**TASK DESCRIPTION:** Put the data below into a JSON list of strings, with one string for each line and no entries for blank lines.

**MATERIAL SUPPLIED:**
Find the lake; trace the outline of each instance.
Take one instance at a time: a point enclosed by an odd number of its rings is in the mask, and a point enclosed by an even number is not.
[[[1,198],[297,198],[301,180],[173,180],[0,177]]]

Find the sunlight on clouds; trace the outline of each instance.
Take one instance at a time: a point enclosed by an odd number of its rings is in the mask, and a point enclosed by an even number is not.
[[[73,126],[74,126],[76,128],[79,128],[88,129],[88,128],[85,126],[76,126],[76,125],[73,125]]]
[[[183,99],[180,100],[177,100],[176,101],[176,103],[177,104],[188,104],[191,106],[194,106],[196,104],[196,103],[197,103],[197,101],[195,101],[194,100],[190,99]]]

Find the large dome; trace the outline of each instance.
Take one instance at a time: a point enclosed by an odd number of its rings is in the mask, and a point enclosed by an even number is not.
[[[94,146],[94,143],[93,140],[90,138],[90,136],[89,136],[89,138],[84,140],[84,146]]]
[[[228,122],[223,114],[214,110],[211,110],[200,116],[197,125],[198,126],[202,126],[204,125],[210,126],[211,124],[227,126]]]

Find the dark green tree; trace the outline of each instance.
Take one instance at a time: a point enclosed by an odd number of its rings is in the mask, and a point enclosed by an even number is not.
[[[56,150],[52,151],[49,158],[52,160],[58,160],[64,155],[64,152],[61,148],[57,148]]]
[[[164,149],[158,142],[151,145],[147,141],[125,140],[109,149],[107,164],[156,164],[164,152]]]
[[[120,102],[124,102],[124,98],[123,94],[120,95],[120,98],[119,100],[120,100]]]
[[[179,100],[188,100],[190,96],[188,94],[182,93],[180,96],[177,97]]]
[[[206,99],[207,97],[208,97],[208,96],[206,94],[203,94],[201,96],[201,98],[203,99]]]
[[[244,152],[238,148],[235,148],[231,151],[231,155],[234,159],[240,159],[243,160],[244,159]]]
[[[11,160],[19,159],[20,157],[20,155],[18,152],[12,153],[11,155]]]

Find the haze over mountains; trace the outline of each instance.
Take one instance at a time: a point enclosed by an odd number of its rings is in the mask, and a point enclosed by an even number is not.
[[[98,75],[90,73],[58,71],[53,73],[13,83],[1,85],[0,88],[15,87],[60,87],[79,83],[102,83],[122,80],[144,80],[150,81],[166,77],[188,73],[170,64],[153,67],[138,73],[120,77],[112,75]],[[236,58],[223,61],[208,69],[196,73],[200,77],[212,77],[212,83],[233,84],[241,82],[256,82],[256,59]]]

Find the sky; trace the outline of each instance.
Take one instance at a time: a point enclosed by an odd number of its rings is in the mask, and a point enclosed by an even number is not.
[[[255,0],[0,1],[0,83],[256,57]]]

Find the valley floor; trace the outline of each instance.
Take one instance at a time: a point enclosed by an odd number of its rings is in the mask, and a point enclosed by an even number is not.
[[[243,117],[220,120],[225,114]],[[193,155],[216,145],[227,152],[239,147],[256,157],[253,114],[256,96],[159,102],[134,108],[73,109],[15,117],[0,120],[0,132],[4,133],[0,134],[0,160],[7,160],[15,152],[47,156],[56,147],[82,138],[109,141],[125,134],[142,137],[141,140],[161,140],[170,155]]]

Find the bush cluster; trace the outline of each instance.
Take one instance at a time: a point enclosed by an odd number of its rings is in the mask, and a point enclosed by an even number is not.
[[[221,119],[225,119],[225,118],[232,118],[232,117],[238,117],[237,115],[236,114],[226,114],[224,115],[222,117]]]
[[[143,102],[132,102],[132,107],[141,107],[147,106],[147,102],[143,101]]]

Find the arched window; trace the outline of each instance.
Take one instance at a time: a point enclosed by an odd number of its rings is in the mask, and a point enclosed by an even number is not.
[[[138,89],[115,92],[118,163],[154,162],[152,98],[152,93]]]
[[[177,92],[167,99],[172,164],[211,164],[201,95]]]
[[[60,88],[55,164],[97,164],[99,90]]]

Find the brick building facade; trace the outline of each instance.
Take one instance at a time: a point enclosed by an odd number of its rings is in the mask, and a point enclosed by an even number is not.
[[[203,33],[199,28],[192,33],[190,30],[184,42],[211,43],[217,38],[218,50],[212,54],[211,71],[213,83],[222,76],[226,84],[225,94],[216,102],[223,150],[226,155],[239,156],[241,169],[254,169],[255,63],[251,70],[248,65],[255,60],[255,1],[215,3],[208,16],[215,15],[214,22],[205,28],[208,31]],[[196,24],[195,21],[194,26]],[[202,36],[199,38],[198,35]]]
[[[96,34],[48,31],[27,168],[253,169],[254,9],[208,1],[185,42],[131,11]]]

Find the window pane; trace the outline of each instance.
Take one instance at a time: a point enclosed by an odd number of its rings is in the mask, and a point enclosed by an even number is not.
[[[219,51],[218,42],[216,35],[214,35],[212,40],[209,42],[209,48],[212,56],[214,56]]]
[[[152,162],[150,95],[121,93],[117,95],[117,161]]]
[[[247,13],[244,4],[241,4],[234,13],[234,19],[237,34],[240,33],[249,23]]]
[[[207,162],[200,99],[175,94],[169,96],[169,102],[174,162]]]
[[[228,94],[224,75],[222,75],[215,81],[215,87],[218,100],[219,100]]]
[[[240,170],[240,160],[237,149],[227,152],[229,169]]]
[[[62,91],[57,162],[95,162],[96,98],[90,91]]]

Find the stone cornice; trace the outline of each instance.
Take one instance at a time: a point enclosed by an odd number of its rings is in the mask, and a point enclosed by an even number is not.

**TASK OUTPUT:**
[
  "Find the lake; trace the outline of each instance.",
  "Take one instance at a time: a point enclosed by an odd number of its rings is in the mask, and a point enclosed by an even number is not.",
  "[[[1,198],[297,198],[301,180],[173,180],[0,177]]]",
  "Find the sunlight on clouds; trace the outline of each instance.",
  "Take one instance at a time: a point enclosed by an odd number of its rings is in the mask, and a point enclosed by an even number is not.",
  "[[[73,126],[74,126],[76,128],[79,128],[88,129],[88,128],[85,126],[76,126],[76,125],[73,125]]]",
  "[[[183,99],[180,100],[177,100],[176,101],[176,103],[177,104],[188,104],[191,106],[194,106],[196,104],[196,103],[197,103],[197,101],[195,101],[194,100],[190,99]]]",
  "Find the large dome; trace the outline of each instance.",
  "Take one instance at a time: a point enclosed by an odd number of its rings is in the mask, and a point enclosed by an even number is not.",
  "[[[94,146],[94,143],[93,140],[90,138],[90,136],[89,136],[89,138],[84,140],[84,146]]]",
  "[[[228,122],[223,114],[214,110],[211,110],[200,116],[197,125],[198,126],[202,126],[204,125],[210,126],[211,124],[227,126]]]",
  "Find the dark green tree; trace the outline of each instance.",
  "Take one instance at a time: a point enclosed by an odd number of its rings is in the mask, and a point enclosed by an even number is not.",
  "[[[56,150],[52,151],[49,158],[52,160],[58,160],[64,155],[64,152],[61,148],[57,148]]]",
  "[[[164,149],[158,142],[151,145],[147,141],[125,140],[109,149],[107,164],[156,164],[164,152]]]",
  "[[[120,102],[124,102],[124,98],[123,94],[120,95],[120,98],[119,100],[120,100]]]",
  "[[[179,100],[188,100],[190,96],[188,94],[182,93],[180,96],[177,97]]]",
  "[[[206,99],[207,97],[208,97],[208,96],[206,94],[203,94],[201,96],[201,98],[203,99]]]",
  "[[[244,152],[238,148],[235,148],[231,151],[231,155],[234,159],[240,159],[243,160],[244,159]]]",
  "[[[11,160],[19,159],[20,157],[20,155],[18,152],[12,153],[11,155]]]",
  "Find the haze over mountains; trace the outline of each instance.",
  "Take one instance at a time: a point enclosed by an odd number of its rings is in the mask, and a point enclosed by an even number is not.",
  "[[[98,75],[90,73],[58,71],[53,73],[13,83],[1,85],[0,88],[15,87],[60,87],[79,83],[102,83],[122,80],[144,80],[150,81],[166,77],[188,73],[170,64],[153,67],[138,73],[120,77],[112,75]],[[236,58],[223,61],[208,69],[196,73],[200,77],[212,77],[212,83],[233,84],[241,82],[256,82],[256,59]]]",
  "Find the sky; trace the outline of each instance.",
  "Take one instance at a time: a point enclosed by an odd number of its rings is in the mask, and a point enclosed by an even number is not.",
  "[[[255,0],[0,1],[0,83],[256,57]]]",
  "Find the valley floor; trace the outline of each instance.",
  "Take one instance at a time: a point enclosed by an odd number of its rings is in the mask, and a point enclosed by an even number is not.",
  "[[[243,117],[220,120],[225,114]],[[193,155],[216,145],[227,152],[239,147],[256,157],[253,114],[256,96],[159,102],[134,108],[73,109],[15,117],[0,120],[0,132],[4,133],[0,134],[0,160],[7,160],[15,152],[47,156],[56,147],[82,138],[109,141],[125,134],[142,137],[141,140],[161,140],[170,155]]]",
  "Find the bush cluster; trace the outline of each instance.",
  "Take one instance at a time: a point enclosed by an odd number of its rings is in the mask, and a point enclosed by an even number is not.",
  "[[[221,119],[225,119],[225,118],[232,118],[232,117],[238,117],[237,115],[236,114],[226,114],[224,115],[222,117]]]",
  "[[[143,102],[132,102],[132,107],[141,107],[147,106],[147,102],[143,101]]]",
  "Find the arched window; trace the outline of each instance.",
  "Take one instance at a time: a point enclosed by an odd number of its rings is in the mask, and a point enclosed by an even number is not.",
  "[[[138,89],[115,92],[118,163],[154,162],[152,98],[152,93]]]",
  "[[[177,92],[167,99],[172,164],[211,164],[201,95]]]",
  "[[[60,88],[55,164],[97,164],[99,90]]]",
  "Find the brick building facade; trace the outline of each instance.",
  "Take one instance at a time: a point enclosed by an odd number of its rings is in the mask, and a point enclosed by an even number is not.",
  "[[[203,33],[199,28],[192,33],[190,30],[184,42],[211,43],[217,38],[218,50],[212,54],[211,71],[213,83],[222,76],[226,84],[225,94],[216,102],[223,150],[226,155],[239,156],[241,169],[254,169],[255,63],[251,70],[248,65],[255,60],[255,1],[215,3],[208,16],[215,15],[214,22],[205,28],[208,31]],[[196,24],[195,21],[194,26]],[[202,36],[199,38],[198,35]]]",
  "[[[96,34],[48,31],[27,168],[253,169],[254,9],[208,1],[185,42],[131,11]]]",
  "Find the window pane; trace the outline of each instance.",
  "Take one instance at a time: a point enclosed by an odd number of its rings is in the mask, and a point enclosed by an even number is not.",
  "[[[219,51],[218,42],[216,35],[214,35],[212,40],[209,42],[209,48],[212,56],[214,56]]]",
  "[[[152,162],[150,95],[121,93],[117,95],[117,161]]]",
  "[[[247,13],[244,4],[241,4],[234,13],[234,19],[237,34],[240,33],[249,23]]]",
  "[[[207,162],[200,99],[175,94],[169,96],[169,102],[174,162]]]",
  "[[[228,94],[224,75],[222,75],[215,81],[215,87],[218,100],[219,100]]]",
  "[[[240,170],[240,160],[237,149],[227,152],[229,169]]]",
  "[[[62,91],[57,162],[95,162],[96,98],[90,91]]]",
  "Find the stone cornice; trace the outline of each instance.",
  "Take one instance at a time: a point enclosed by an odd number of its rings is in the mask, and a point enclosed by an even number is not."
]